WRITTEN EXERCISE —
Rewrite all of the records below, putting "Put a point on" in place of "Place a dot on" everywhere it appears and leaving everything else unchanged.

WORKING DATA —
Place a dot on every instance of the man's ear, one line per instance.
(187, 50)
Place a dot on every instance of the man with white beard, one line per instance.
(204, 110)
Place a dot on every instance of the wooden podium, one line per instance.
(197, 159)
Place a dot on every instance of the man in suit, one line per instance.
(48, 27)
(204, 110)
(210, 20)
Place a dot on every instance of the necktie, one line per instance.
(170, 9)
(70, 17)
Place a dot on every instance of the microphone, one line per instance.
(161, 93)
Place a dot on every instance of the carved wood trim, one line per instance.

COMPLETE ANSWER —
Put a point on every instance of the man's ear, one line per instance.
(187, 50)
Put a point on every instance of the man with white beard, one line per instance.
(204, 110)
Put a point on every instance of the wooden podium, one line per instance.
(197, 159)
Put a point on every instance of the man in suit, one line per instance.
(48, 27)
(204, 110)
(210, 20)
Put a point on every instance of the necktie, one line per instance.
(170, 9)
(70, 17)
Put a point on every instance of the microphone, one line per instance.
(161, 93)
Put a point on every instance of the carved wood trim, one line per instance.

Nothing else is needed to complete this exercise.